### [PROBLEM DETAILS]
Rewrite the part of the data that opens with the line containing "Annotate all occurrences of dark vertical" and runs through the end of the data, keeping every line, and add 135 to each bounding box coordinate in it. Give only that part.

### [DATASET]

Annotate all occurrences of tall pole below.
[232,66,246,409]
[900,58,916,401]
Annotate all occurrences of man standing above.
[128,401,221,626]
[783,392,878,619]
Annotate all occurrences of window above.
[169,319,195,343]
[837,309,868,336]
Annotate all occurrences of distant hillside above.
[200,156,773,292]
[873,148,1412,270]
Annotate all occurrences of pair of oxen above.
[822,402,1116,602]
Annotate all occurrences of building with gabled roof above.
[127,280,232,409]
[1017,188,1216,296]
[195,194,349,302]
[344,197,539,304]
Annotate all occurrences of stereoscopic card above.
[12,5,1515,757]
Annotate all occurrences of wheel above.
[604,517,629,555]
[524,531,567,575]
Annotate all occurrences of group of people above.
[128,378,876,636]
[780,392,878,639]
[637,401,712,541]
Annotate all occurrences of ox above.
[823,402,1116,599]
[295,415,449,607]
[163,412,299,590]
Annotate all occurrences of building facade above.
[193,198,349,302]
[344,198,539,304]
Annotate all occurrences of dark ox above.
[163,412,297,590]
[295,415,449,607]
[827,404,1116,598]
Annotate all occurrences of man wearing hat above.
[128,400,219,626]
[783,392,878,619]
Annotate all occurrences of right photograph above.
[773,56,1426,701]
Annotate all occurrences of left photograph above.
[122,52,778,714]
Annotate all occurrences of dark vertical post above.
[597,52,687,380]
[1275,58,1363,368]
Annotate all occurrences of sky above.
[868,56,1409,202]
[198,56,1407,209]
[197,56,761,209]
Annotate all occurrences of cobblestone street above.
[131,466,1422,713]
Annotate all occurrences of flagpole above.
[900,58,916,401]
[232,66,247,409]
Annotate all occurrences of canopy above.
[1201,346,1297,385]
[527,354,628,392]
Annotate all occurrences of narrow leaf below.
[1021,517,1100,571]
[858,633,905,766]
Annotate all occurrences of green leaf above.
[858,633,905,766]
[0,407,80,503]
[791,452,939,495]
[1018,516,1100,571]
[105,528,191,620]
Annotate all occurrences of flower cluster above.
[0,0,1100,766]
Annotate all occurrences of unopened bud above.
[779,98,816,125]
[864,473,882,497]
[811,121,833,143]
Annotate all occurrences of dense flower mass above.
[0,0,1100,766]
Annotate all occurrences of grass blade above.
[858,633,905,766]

### [RESULT OF THE TASK]
Annotate all occurrences of dark vertical post above.
[732,187,822,515]
[1410,193,1498,503]
Annotate all occurrences of sky above.
[1003,191,1544,337]
[333,191,1542,344]
[332,191,896,344]
Annotate all occurrences of cobblestone street above.
[266,601,1557,848]
Annotate all occurrences of flagpole above.
[1035,193,1051,536]
[367,201,382,544]
Annotate all occurrences of canopy above.
[1336,481,1432,520]
[662,489,763,527]
Annotate all occurrences of narrow leaf below.
[1156,652,1235,706]
[993,768,1040,901]
Annotate all occurrences of green leaf above.
[993,768,1040,901]
[135,542,215,638]
[926,587,1074,630]
[1153,651,1235,706]
[240,663,326,755]
Annotate all occurrences of flower cluster above.
[135,135,1235,901]
Annotate all occurrences of unopened bud above.
[914,233,951,260]
[999,608,1017,632]
[946,256,968,278]
Annotate all occurrences of dense flower mass above.
[135,135,1235,901]
Annotate all occurrences of grass blade above.
[993,768,1040,901]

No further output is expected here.